# Task requirements
**A)** Can you quote the forum thread on the Hindi word jamaa word for word, beginning at the words "- Is there any" and stopping after "that _jamaa _is invariable?"?
**B)** Which lines of the records contain the string "dress"? Show each of them in full.

# Extract to read
■ ■ ■ ■ ■ ■ ■

# Hindi (Urdu): jamaa, jam3



## MonsieurGonzalito

Friends,

In Urudu, _jam3_, with a final _'ain_ like this  جَمْع  results in Hindi जमा _jamaa._

When used as an adjective, apparently it can mean something like_ "gathered, assembled, accumulated, massed, etc."._

If one goes by the Urdu spelling, that word ends with a consonant and the adjective is invariable, notning new there.
But in Hindi, that _-3_ is resolved into _"-aa"_. 

My question is (are):
- Do Hindi speakers recognize जमा  as invariable, when used as an adjective (one sees on the Internet fragments like "1400 लोग जमा थे")?
- Is there any glottal character at all in the sound of that final _-aa _in Hindi, that might help Hindi speakers determine it was a Persoarabic word, and therefore it should be treated differently, as invariable? 
Or, on the contrary, the final letter of _jamaa _sounds in Hindi like a regular _-aa_, and speakers just memorize that _jamaa _is invariable?


----------



## Happu

I think your last sentence contains the answer. A native speaker would have acquired enough 'feel' for his/her own language, that they would sense something is wrong if anything but जमा were used, without necessarily being very educated. That's my take at least.

Another invariable Urdu (Arabic-derived) adjective comes to mind, सफ़ा (clean, tidy). There should be a few more.


----------



## MonsieurGonzalito

Another example: मौक़ा "occasion"  (موقع).  
There is nothing special about that final _-aa_ sound in Hindi?

Do Hindi speakers say दो मौक़ों पर or दो मौक़ाओं पर?


----------



## Happu

दो मौक़ों पर sounds right.

You also say इस मौक़े पर ... So it's just a regular masculine noun ending on -aa.


----------



## MonsieurGonzalito

OK, but, _moqa3  _seems to be also PersoArabic
موقع - Wiktionary

So it has been "Hindicized" enough as to be perceived as a normal _-aa_ ending word, unlike _safaa _or _jamaa_?


----------



## aevynn

Hindi-Urdu does not have a glottal stop in its phonemic inventory. Urdu preserves the letter 3ain in orthography, but there is no glottal stop in speech (except perhaps in the speech of those who want to hyper-Arabicize their Urdu).

(1) The noun //mɔːqaː// declines (//mɔːqeː//, //mɔːqõː//), and I think this is reflected in both orthographic systems (मौके/मौक़े, मौकों/मौक़ों as well as موقعے، موقعوں).

■ ■ ■ ■ ■ ■ ■

# Dataset

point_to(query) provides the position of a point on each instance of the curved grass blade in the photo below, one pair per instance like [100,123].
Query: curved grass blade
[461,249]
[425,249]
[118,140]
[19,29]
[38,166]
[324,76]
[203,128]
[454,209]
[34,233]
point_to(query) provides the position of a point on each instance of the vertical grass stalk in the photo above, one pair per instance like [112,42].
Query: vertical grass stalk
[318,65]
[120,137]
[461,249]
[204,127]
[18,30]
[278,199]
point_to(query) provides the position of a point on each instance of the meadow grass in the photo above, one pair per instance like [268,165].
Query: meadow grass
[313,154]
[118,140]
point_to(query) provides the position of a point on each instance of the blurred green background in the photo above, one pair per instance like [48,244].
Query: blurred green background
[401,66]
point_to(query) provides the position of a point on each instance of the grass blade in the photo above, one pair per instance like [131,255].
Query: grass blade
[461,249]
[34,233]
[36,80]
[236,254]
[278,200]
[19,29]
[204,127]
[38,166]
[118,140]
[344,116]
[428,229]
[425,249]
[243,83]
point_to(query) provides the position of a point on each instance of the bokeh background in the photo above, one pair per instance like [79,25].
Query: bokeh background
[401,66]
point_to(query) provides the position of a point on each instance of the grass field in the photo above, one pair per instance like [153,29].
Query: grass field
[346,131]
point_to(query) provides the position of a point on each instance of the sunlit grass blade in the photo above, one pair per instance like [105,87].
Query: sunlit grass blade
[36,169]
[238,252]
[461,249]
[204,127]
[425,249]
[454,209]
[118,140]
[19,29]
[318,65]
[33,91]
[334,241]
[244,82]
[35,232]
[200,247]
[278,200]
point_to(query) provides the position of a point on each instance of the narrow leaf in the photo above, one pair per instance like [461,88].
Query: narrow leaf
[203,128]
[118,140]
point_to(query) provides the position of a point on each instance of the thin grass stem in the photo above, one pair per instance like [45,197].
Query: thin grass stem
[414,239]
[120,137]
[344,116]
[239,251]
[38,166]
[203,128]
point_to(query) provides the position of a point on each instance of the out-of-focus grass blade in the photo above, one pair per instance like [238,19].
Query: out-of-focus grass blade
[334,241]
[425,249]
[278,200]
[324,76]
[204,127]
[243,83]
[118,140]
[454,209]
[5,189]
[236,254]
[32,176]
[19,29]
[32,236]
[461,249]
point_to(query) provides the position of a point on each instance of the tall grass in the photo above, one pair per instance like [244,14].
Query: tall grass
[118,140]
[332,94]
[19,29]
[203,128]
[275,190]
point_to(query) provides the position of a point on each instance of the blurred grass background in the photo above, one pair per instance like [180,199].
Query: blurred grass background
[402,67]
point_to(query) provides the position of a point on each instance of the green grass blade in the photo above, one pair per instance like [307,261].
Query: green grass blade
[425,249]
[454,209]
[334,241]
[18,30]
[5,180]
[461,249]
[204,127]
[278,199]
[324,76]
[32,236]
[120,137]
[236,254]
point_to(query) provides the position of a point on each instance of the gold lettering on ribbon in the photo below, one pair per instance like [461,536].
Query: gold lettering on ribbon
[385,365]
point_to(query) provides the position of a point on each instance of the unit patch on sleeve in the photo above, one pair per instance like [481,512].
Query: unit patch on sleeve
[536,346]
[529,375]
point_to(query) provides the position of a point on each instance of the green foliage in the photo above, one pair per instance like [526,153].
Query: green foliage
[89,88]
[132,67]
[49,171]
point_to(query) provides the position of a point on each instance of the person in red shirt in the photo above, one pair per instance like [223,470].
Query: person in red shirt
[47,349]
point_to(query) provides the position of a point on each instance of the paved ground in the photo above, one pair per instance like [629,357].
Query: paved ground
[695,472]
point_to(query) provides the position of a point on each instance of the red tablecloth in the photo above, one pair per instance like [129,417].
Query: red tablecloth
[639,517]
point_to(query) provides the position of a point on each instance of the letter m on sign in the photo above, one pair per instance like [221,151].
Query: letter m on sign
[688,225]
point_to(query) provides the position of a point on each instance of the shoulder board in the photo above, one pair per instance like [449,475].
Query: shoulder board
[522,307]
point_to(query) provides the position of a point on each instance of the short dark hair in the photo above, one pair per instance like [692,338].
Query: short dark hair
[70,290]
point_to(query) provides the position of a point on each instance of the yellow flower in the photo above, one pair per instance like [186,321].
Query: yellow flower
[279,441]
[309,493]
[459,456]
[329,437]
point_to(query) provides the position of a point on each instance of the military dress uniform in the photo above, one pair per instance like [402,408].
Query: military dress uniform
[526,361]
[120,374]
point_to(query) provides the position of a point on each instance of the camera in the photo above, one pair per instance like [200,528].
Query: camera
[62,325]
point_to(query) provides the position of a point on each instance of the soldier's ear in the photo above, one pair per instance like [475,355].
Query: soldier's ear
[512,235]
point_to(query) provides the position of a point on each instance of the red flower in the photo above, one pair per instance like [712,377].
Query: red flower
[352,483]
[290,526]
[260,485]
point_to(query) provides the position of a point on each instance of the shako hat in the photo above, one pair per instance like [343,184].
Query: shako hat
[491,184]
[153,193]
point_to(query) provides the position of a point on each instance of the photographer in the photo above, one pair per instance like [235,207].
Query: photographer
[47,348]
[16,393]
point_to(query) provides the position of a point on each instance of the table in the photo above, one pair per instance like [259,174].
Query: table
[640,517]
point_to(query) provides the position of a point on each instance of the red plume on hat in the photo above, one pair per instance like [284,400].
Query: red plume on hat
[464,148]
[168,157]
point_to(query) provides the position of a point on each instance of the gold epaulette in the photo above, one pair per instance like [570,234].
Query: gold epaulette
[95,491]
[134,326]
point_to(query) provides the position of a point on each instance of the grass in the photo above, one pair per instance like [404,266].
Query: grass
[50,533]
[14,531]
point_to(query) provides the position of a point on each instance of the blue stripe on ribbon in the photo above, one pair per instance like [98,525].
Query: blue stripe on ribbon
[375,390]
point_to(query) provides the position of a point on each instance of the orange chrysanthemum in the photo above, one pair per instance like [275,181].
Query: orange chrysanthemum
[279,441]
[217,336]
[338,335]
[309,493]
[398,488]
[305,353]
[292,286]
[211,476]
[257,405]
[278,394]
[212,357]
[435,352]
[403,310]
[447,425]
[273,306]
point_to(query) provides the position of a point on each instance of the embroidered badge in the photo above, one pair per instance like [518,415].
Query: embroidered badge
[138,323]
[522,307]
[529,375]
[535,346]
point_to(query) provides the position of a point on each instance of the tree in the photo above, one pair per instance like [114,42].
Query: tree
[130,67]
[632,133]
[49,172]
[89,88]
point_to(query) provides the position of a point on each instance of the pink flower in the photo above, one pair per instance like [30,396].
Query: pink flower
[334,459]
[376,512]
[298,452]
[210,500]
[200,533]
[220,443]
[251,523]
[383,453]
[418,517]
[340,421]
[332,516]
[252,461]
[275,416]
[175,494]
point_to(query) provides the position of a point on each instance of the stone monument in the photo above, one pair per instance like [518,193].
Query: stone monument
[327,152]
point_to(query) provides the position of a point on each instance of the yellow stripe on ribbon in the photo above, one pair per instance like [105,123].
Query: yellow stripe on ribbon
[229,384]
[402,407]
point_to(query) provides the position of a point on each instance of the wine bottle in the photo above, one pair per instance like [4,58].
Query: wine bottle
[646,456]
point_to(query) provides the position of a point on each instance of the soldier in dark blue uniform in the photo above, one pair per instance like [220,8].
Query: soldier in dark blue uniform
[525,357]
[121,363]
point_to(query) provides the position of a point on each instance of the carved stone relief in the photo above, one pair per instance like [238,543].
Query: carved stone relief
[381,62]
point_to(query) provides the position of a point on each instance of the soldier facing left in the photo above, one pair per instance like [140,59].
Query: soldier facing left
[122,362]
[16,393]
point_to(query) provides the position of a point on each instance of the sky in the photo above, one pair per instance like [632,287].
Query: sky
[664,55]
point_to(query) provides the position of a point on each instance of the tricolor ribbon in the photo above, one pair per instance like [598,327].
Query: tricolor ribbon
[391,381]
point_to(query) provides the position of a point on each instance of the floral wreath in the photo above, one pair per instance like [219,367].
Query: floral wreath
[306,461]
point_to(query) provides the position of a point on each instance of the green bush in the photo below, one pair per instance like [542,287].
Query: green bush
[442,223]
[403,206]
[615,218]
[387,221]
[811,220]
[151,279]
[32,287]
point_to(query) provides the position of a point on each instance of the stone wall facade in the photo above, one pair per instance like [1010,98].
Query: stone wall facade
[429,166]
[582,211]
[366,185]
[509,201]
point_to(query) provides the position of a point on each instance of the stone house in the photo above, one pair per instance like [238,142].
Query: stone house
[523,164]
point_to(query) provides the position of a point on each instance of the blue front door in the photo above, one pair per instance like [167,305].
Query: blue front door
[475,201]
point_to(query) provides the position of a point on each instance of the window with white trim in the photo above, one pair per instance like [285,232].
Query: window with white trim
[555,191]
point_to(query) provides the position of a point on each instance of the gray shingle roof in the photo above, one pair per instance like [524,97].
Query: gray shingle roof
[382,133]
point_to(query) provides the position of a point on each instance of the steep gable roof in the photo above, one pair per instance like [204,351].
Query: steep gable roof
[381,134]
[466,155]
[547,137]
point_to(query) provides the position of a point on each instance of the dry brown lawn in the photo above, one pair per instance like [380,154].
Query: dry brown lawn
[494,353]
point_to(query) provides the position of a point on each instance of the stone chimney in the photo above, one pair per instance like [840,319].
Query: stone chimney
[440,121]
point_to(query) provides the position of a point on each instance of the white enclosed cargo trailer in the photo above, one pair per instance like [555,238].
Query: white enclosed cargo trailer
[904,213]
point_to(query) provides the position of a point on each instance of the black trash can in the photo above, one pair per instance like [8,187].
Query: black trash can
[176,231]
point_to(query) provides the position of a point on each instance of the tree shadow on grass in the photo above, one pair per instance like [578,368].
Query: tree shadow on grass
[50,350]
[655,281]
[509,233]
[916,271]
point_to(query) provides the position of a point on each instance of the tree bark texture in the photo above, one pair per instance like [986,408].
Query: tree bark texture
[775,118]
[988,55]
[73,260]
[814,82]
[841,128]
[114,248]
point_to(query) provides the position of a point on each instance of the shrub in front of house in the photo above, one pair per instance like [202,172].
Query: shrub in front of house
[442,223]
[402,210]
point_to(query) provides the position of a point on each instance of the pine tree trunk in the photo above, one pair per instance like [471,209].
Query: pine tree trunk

■ ■ ■ ■ ■ ■ ■

# Full answers
**A)**
- Is there any glottal character at all in the sound of that final _-aa _in Hindi, that might help Hindi speakers determine it was a Persoarabic word, and therefore it should be treated differently, as invariable? 
Or, on the contrary, the final letter of _jamaa _sounds in Hindi like a regular _-aa_, and speakers just memorize that _jamaa _is invariable?

**B)**
point_to(query) provides the position of a point on each instance of the military dress uniform in the photo above, one pair per instance like [402,408].
Query: military dress uniform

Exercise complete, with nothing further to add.